• Work required
Copy each line of the entries that contains the word "roof".

• Task data
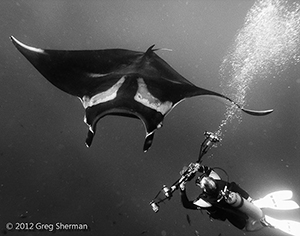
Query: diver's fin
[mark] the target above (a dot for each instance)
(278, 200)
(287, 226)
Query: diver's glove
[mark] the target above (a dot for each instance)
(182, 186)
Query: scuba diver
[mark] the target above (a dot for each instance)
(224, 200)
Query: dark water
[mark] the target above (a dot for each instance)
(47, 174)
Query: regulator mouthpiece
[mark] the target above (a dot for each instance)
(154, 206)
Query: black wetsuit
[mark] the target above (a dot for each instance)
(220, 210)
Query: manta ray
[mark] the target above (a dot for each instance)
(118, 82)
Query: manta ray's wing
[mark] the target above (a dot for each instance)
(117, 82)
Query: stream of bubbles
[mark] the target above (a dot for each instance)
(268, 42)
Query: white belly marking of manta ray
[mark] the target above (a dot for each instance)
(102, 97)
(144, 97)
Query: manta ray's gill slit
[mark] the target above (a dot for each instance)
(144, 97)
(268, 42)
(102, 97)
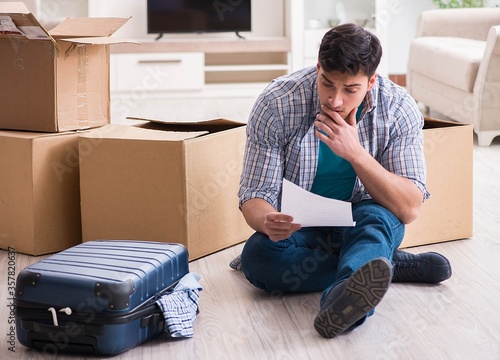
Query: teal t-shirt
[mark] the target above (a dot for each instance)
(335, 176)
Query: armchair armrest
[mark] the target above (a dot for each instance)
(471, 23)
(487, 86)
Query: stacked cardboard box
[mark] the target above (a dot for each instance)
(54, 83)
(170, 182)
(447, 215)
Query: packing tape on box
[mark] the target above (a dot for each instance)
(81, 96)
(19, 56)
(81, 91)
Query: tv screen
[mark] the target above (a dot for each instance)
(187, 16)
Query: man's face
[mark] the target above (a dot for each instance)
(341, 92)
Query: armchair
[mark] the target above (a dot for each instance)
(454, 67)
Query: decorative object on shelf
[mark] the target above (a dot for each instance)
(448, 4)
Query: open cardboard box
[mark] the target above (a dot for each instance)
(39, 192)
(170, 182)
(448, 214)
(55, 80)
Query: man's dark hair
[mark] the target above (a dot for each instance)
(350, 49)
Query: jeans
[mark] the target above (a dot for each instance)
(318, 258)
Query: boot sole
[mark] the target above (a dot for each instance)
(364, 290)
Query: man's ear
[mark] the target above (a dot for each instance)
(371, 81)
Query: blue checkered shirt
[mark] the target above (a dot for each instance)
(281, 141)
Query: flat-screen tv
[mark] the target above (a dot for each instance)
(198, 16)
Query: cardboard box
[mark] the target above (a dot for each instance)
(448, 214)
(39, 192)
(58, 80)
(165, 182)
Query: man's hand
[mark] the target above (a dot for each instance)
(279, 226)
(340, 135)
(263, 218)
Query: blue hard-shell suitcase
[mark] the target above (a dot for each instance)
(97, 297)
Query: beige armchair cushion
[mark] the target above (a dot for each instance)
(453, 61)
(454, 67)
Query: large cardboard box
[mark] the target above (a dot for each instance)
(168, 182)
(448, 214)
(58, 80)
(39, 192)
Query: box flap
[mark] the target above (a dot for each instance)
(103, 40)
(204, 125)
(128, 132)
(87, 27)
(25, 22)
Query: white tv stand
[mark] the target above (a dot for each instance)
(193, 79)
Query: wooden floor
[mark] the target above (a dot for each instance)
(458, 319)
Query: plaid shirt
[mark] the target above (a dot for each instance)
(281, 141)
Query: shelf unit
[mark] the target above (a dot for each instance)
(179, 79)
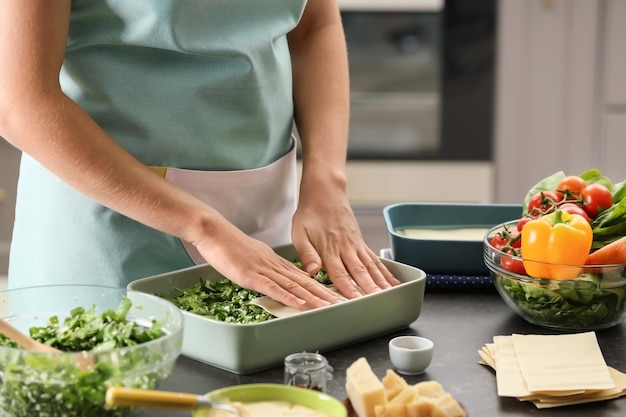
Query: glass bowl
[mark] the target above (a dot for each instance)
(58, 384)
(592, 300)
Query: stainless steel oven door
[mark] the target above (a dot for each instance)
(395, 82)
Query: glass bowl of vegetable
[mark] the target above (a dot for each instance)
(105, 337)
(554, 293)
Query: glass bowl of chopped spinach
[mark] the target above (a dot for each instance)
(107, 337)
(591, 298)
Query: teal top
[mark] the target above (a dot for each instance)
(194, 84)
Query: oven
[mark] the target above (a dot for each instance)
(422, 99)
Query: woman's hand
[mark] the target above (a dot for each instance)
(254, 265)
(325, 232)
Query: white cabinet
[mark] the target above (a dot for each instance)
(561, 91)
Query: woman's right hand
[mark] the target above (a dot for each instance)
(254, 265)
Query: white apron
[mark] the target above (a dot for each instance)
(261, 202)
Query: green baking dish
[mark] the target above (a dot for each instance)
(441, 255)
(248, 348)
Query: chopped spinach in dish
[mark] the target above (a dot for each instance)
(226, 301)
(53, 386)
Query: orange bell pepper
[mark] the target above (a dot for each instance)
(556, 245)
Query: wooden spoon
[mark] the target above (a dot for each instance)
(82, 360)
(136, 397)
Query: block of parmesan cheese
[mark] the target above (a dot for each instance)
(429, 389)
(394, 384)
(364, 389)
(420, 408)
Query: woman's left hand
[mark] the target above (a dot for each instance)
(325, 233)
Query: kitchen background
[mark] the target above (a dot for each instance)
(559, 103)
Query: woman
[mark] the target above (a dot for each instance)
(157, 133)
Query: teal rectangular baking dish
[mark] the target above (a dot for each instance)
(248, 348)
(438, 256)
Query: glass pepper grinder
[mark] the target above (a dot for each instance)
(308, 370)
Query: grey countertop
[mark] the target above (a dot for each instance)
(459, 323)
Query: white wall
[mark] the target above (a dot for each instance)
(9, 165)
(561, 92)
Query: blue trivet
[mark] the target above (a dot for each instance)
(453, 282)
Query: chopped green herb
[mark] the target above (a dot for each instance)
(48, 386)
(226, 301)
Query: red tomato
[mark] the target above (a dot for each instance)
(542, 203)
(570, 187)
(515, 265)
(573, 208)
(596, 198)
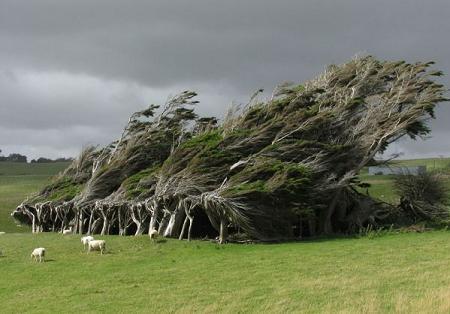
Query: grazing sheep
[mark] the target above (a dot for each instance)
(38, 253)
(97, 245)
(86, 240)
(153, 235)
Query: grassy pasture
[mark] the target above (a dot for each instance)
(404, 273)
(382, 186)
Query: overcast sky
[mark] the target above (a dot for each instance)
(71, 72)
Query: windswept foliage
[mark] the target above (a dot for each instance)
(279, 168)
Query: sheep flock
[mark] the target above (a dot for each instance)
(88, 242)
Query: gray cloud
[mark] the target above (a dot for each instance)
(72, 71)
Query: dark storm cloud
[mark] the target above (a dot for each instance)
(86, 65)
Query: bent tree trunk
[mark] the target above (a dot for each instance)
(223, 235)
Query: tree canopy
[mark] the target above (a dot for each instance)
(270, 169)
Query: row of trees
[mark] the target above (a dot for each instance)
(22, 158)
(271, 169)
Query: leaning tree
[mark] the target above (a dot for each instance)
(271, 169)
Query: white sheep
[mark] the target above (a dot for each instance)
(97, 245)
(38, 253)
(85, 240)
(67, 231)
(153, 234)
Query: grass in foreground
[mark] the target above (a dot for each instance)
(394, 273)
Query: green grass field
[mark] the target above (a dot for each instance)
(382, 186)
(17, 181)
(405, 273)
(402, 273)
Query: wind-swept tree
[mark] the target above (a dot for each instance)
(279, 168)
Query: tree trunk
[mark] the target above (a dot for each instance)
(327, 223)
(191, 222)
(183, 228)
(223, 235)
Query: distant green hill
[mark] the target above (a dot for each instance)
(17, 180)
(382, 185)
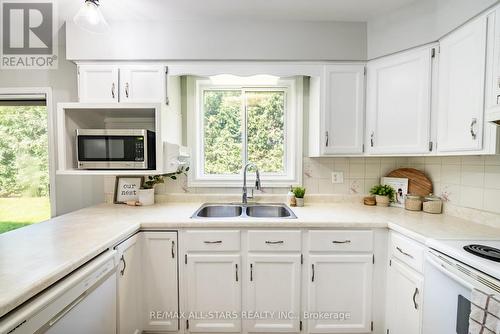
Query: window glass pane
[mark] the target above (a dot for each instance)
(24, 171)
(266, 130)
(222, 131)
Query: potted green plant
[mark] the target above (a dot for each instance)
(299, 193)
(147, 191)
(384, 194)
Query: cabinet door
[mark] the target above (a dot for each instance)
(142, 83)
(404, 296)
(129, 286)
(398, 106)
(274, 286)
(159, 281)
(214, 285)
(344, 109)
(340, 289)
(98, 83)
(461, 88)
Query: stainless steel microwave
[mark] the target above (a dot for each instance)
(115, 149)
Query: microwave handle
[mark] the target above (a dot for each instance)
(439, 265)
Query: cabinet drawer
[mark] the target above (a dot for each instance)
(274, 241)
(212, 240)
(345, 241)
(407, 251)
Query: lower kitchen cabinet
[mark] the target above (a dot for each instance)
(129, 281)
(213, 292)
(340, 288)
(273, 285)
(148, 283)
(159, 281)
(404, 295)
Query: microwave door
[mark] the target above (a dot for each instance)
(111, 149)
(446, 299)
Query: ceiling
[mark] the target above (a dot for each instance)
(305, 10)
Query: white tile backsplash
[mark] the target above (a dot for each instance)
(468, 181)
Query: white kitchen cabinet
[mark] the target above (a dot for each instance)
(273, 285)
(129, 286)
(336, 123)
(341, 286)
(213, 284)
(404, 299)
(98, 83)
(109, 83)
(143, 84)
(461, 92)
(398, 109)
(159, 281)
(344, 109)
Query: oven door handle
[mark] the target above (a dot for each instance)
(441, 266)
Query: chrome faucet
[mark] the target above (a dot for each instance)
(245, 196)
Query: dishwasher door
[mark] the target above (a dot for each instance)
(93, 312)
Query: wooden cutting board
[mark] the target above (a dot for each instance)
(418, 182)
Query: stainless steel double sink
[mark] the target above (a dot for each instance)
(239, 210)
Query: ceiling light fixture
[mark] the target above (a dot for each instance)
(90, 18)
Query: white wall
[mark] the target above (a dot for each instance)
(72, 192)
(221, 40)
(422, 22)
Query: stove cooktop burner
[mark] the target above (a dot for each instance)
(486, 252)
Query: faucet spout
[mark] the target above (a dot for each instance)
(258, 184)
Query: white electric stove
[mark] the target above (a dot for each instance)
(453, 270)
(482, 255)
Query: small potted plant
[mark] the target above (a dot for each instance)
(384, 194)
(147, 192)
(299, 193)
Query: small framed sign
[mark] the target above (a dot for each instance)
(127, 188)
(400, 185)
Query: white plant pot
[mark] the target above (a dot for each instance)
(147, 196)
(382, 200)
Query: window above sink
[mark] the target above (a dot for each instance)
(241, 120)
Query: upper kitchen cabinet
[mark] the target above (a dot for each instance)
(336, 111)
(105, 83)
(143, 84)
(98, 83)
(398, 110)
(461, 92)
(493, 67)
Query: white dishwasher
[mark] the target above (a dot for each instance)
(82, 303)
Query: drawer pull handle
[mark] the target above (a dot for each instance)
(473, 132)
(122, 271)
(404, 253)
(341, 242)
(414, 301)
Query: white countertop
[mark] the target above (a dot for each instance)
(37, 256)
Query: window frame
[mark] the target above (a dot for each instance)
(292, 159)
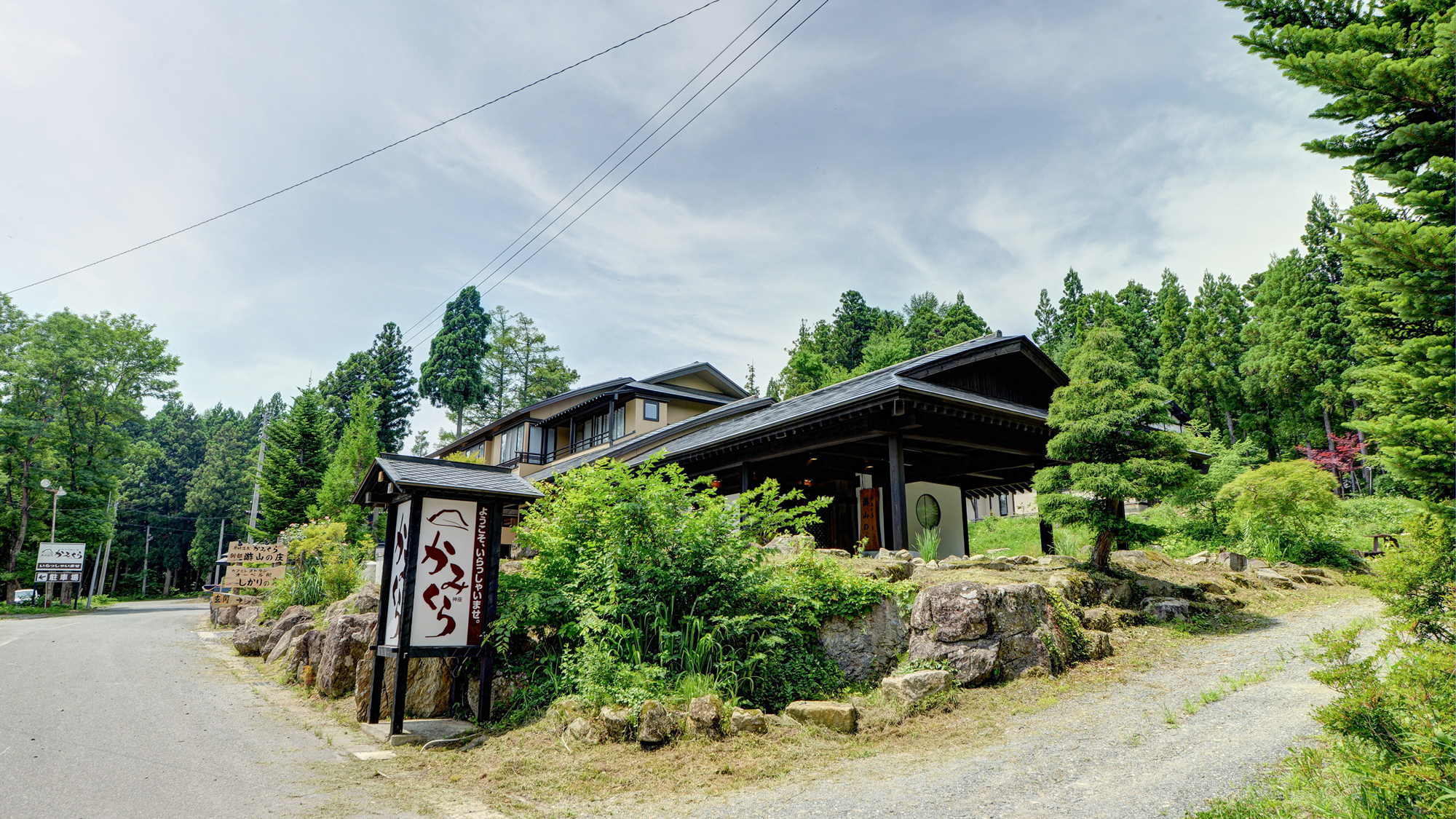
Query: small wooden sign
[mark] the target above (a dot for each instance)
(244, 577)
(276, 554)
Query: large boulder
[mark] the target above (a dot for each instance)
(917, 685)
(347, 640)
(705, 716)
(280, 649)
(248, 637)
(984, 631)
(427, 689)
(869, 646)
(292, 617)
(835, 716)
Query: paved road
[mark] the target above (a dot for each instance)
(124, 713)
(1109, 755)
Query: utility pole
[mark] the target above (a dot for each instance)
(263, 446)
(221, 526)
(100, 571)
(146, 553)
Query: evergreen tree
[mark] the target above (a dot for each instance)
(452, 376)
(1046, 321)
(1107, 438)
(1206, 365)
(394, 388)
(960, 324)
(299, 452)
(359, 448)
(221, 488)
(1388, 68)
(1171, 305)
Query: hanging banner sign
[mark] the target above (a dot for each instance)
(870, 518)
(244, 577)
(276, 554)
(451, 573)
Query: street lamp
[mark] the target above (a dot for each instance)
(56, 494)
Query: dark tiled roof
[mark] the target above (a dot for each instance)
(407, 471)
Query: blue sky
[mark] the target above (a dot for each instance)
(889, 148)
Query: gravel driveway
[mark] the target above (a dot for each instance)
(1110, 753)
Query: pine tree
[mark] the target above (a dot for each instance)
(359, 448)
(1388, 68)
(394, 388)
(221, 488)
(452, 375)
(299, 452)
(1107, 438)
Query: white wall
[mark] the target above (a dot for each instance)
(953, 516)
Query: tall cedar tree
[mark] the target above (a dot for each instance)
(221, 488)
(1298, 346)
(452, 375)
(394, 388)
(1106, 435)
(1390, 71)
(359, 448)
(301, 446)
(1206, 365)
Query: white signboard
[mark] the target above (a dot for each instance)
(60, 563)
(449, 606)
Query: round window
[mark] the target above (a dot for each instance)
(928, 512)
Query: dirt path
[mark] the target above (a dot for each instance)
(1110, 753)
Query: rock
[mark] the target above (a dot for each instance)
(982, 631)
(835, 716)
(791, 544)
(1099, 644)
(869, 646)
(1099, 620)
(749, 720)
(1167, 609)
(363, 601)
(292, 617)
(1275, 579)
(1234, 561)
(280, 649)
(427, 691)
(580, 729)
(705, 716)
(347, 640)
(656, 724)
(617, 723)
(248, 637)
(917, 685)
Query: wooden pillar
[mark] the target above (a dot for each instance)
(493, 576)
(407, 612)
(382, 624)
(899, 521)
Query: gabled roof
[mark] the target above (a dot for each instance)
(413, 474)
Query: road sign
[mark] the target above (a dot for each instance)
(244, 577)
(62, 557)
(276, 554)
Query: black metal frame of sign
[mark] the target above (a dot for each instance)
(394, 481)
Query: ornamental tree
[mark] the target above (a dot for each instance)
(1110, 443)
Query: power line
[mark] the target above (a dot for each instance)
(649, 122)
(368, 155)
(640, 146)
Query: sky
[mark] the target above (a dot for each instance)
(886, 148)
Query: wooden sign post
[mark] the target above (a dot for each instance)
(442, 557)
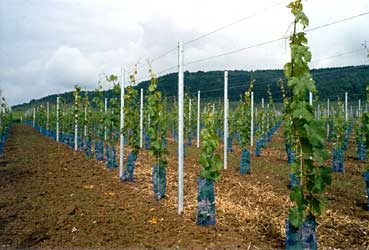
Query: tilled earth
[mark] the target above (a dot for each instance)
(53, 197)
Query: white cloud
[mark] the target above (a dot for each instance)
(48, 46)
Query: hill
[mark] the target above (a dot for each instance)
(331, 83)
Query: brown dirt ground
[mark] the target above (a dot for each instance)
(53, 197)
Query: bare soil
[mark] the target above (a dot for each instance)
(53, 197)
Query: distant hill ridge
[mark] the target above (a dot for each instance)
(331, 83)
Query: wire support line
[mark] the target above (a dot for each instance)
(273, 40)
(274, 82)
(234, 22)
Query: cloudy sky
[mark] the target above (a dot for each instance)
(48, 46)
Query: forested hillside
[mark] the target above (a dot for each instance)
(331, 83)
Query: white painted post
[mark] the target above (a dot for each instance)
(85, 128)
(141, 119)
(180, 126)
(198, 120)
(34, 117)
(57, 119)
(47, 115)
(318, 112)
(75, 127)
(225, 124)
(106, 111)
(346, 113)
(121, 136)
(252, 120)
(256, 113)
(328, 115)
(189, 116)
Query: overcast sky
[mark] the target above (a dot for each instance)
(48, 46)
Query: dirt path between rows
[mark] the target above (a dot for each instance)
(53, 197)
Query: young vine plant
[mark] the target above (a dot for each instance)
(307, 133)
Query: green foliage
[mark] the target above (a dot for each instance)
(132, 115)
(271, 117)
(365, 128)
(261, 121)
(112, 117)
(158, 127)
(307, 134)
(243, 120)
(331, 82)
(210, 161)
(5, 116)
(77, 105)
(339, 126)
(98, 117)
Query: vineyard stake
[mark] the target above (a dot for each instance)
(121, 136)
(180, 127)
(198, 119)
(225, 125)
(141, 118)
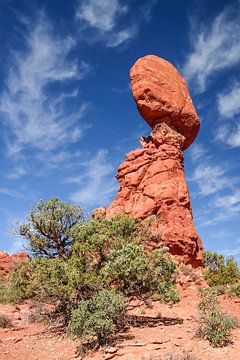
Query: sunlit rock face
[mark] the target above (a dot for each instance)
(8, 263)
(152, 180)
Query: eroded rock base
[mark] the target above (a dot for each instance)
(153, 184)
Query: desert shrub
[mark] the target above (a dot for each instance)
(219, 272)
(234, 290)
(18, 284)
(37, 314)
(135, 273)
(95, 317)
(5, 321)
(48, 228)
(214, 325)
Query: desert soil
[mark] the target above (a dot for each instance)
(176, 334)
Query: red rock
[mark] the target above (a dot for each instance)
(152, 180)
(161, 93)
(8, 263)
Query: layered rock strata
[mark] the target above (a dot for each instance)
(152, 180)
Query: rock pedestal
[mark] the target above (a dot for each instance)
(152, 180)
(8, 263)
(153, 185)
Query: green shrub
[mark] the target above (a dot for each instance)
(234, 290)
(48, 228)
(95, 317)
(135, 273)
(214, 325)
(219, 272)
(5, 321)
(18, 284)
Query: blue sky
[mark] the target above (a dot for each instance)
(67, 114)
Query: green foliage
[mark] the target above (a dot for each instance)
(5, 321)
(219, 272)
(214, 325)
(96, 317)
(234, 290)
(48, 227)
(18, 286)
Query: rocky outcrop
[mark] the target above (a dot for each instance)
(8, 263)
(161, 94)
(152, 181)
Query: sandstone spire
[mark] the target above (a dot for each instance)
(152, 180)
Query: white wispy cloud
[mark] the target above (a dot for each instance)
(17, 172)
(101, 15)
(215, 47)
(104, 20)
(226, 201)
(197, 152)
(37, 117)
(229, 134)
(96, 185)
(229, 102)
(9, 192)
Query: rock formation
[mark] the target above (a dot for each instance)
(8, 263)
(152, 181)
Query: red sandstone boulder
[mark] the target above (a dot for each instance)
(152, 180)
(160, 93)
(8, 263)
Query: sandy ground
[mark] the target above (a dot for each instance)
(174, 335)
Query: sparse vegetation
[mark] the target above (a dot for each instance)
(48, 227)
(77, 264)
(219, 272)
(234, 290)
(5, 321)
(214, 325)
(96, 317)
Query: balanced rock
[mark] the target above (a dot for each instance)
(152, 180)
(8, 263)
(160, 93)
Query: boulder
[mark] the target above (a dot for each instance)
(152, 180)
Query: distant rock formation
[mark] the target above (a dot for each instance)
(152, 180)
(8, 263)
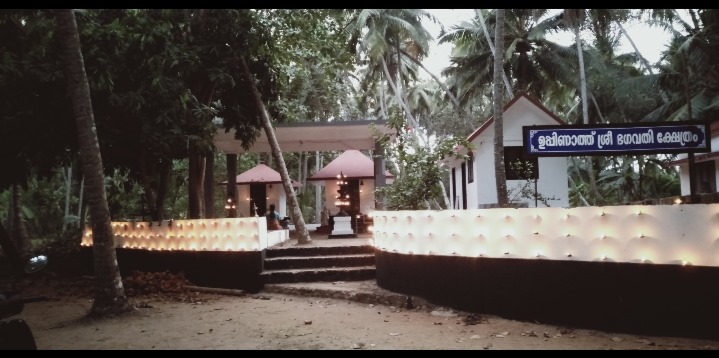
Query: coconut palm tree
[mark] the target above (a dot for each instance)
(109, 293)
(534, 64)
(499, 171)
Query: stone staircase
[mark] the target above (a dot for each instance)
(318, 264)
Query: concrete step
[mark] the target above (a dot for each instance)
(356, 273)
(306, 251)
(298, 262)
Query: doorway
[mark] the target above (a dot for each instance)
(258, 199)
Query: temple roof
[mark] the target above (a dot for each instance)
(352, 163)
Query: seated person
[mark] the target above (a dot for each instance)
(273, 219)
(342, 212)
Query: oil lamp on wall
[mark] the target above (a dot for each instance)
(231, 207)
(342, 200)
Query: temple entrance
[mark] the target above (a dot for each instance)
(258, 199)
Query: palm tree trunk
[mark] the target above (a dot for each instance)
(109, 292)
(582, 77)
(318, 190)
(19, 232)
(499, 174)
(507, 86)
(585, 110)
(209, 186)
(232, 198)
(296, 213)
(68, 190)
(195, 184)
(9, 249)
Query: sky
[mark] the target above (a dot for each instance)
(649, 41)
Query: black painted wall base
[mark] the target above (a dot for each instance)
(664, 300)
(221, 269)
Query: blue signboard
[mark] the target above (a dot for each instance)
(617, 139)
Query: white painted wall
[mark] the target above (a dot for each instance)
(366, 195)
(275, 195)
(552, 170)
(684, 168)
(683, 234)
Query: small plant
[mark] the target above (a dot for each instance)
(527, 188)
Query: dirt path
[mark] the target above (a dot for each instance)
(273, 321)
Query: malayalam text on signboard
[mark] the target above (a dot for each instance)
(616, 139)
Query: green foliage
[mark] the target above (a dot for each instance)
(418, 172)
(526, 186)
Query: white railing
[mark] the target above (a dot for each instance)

• Written answer
Query: dark tiled roof
Query: gabled roof
Query: temple roof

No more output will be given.